> _WRITTEN TASK 1_: From the forum thread on Chinese song lyrics below, rewrite the paragraph that starts "I think it largely depends on the diction" as a short bulleted list that keeps its main points.

# Are Chinese lyrics difficult for native speakers to understand?



## Frenchman in Taipei

I am wondering if it's hard for native speakers to understand the music in Chinese, if they're not given lyrics.

It came to my mind because, since Chinese words have different meanings depending on tones, when sung, the tones kind of disappear. Does that make it harder for those who listen to some song that they've never heard to understand meanings?

The music videos in Chinese almost always have Chinese subtitles. I am sure that has to do with the fact that it's hard to understand the lyrics without them?


----------



## 尿豁齿钢镚的猫

为什么我脑子里一下子浮现出了周杰伦这个货色...他的歌不看歌词想知道他唱得是什么我觉得是不可能的...


----------



## BODYholic

I think it largely depends on the diction of a singer. When it coupled with the context (I mean every song has a story to tell), we usually have no problem understanding them. Of course, there are cases where some words seem a little fuzzy to tell. 

As pointed out from the above, some singers do have poor diction which they called styles. These This limits how we comprehend songs, any songs for that matter. Example, 周董 murmurs when he sings, and the same can be said of The Cranberries. For the record, I do like the way the vocalist slurs. 

The Chinese subtitles are meant for people to sing along. We have to admit not everyone remembers every single word in a lyric.


----------



## SuperXW

It's quite common for Chinese that they can't get the Chinese lyrics right. We have hundreds of jokes of mishearings.
The major reason is, obviously, *we have four tones which are messed up in songs*.
Besides, the lyrics are written in different styles. Many of them are like poems, which have rich meanings but hard to get it without reading the texts.


----------



## tokyoatom

I sometimes look up the lyrics just to see what it really is, but if you listen to a certain song many times, you sort of get to the point where you understand the lyrics, even if the tones are confusing. And yes, BODYholic gave a great example, Jay murmurs a lot when he sings, but I still love his music!


----------



## rockcracker

Ça dépend des styles des chansons et des chanteurs.
 Et je peux apprendre la plupart des chansons chinois sans sous-titres, au moins les sens générals. car desquels la plupart sont assez claire.   ; )


----------



## nick zhang

It's not difficult for native speakers to understand Chinese songs at all,  if they're not given lyrics. Tones do not disappear when sung.


----------



## Lovelogue

See Marjorie K.M. Chan's TONE AND MELODY IN CANTONESE 
http://people.cohums.ohio-state.edu/chan9/articles/bls13.htm 
"In modern Mandarin songs, the melodies dominate, so that the original tones on the lyrics seem to be completely ignored. In Cantonese songs, however, the melodies typically take the lexical tones into consideration and attempt to preserve their pitch contours and relative pitch heights."


----------



## Frenchman in Taipei

Lovelogue said:


> See Marjorie K.M. Chan's TONE AND MELODY IN CANTONESE
> http://people.cohums.ohio-state.edu/chan9/articles/bls13.htm
> "In modern Mandarin songs, the melodies dominate, so that the original tones on the lyrics seem to be completely ignored. In Cantonese songs, however, the melodies typically take the lexical tones into consideration and attempt to preserve their pitch contours and relative pitch heights."

> _GIVEN INFORMATION_:

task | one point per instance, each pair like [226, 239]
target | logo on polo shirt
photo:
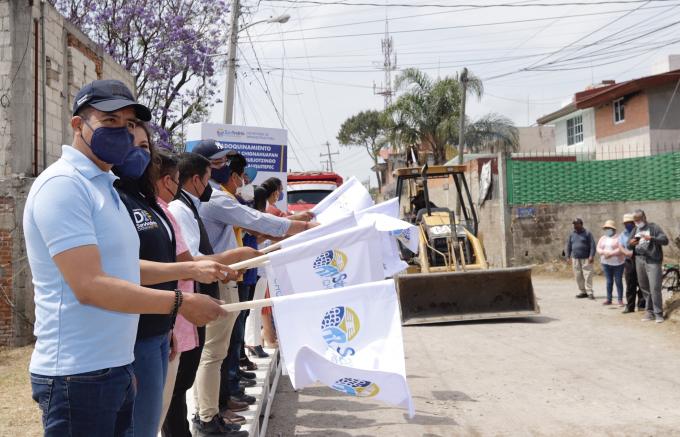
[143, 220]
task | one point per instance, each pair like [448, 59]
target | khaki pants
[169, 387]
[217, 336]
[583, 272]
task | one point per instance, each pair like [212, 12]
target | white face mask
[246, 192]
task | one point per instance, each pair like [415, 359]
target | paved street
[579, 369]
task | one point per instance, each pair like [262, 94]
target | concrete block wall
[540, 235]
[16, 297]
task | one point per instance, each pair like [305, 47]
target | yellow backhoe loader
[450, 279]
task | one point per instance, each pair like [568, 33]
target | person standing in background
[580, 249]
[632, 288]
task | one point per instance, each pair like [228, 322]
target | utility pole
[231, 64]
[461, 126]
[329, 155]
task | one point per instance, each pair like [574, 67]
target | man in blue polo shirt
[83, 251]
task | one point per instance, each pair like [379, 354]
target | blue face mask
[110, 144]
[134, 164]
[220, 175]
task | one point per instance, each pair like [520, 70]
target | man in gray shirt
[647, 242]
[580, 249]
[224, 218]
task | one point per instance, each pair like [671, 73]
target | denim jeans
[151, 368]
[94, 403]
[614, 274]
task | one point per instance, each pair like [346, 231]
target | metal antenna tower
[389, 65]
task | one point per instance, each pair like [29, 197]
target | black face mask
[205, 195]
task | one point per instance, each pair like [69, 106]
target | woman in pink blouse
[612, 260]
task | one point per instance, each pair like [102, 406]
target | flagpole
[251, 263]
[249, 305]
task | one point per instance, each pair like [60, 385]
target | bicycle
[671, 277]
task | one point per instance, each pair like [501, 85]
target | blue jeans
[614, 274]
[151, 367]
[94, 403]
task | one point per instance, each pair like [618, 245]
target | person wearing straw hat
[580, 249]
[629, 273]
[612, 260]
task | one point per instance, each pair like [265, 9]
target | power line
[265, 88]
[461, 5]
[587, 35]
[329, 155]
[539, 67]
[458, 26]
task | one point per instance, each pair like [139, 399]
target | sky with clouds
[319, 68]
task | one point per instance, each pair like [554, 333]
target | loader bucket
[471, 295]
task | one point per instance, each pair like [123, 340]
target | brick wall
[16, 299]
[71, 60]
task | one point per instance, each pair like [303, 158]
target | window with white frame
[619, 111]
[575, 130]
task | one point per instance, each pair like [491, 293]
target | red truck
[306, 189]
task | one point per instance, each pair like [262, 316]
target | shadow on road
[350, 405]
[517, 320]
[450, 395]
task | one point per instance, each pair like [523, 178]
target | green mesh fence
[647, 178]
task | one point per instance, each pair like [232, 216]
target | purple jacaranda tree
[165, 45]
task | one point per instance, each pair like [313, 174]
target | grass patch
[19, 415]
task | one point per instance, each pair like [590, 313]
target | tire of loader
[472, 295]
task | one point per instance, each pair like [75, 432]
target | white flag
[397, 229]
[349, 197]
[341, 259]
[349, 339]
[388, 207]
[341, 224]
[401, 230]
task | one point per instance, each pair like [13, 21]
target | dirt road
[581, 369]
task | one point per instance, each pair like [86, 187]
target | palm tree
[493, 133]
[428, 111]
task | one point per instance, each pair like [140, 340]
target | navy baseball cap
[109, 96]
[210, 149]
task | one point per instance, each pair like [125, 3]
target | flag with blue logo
==
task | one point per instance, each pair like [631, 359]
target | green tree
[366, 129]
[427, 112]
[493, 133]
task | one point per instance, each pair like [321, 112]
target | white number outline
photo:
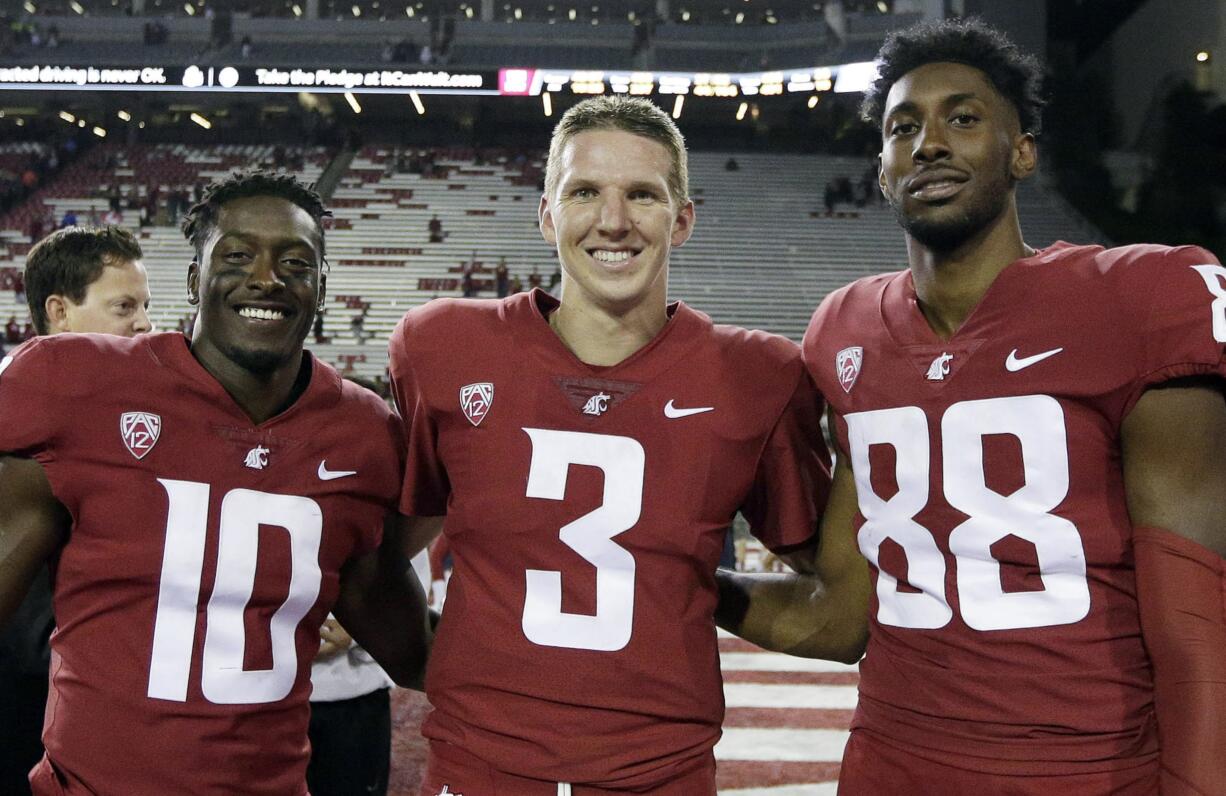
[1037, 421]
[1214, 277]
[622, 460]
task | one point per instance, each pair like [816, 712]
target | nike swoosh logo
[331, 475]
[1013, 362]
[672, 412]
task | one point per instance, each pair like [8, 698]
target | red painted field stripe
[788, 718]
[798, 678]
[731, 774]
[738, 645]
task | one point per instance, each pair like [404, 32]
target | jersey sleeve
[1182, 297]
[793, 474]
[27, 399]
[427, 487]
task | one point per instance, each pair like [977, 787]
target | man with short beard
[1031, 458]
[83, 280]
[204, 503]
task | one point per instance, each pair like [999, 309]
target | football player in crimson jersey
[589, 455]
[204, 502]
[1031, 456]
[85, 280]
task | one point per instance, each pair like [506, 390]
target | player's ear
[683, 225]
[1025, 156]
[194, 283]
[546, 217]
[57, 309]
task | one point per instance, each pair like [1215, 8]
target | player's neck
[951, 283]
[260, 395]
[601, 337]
==
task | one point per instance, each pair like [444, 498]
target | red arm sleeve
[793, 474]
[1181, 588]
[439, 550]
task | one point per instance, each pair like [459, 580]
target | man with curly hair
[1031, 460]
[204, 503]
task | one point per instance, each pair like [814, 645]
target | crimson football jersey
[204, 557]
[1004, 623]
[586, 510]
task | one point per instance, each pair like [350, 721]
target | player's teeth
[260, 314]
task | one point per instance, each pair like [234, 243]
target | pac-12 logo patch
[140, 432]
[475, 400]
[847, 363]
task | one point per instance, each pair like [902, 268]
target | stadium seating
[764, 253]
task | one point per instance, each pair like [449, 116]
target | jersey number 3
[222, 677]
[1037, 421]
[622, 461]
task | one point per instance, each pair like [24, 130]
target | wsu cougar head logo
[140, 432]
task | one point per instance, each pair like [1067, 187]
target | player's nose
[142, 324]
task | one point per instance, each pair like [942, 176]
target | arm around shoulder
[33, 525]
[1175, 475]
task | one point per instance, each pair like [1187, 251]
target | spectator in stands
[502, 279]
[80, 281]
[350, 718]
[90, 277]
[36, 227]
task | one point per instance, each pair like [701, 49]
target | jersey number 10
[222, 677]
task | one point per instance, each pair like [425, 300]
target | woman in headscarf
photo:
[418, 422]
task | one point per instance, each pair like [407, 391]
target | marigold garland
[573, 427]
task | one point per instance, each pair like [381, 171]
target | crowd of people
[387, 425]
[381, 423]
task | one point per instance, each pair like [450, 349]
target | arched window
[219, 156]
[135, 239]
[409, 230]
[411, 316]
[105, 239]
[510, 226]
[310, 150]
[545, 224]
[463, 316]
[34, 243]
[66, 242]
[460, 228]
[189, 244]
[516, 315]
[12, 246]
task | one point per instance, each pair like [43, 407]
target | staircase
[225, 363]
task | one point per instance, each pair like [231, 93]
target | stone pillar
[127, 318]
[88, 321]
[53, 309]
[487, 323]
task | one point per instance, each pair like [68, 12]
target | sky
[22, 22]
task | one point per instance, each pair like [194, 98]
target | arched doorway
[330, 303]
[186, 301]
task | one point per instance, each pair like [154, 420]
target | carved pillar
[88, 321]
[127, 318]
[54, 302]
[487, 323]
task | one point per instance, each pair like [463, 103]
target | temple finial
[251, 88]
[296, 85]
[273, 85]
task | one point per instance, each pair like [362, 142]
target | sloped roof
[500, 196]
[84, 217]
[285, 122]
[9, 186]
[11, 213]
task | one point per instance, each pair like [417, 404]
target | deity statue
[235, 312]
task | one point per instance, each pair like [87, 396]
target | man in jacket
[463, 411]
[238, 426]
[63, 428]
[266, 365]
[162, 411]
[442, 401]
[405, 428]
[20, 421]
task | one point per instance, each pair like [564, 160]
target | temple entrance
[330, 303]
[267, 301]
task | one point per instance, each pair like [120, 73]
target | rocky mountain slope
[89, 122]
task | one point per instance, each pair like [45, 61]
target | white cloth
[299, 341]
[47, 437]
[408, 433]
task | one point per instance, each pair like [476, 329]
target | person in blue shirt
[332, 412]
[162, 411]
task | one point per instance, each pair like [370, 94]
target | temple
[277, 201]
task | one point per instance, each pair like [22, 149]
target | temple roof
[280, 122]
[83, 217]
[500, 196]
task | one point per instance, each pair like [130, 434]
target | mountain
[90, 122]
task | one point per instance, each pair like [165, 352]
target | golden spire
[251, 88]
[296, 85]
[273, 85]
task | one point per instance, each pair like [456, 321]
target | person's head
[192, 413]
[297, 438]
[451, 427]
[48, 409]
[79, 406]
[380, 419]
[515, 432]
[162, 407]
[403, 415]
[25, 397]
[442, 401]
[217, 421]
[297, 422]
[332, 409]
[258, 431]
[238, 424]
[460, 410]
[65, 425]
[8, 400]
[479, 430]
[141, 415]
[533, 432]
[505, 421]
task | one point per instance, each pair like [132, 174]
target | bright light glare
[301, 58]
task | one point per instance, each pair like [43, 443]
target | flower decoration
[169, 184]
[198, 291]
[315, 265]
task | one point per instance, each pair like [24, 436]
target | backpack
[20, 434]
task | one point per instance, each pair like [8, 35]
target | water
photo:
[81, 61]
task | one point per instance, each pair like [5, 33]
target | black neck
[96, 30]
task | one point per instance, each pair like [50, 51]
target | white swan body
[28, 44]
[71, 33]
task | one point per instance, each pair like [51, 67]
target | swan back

> _WRITTEN TASK 2_: Return every line of the entries above that contains the string "crimson".

> _CORRECT OUTPUT 1_:
- How well lyrics are understood depends largely on the singer's diction.
- With the song's context (the story it tells), listeners usually have no trouble understanding them.
- Some words can still be a little fuzzy to make out.

> _CORRECT OUTPUT 2_:
target | football player in crimson jersey
target | crimson football jersey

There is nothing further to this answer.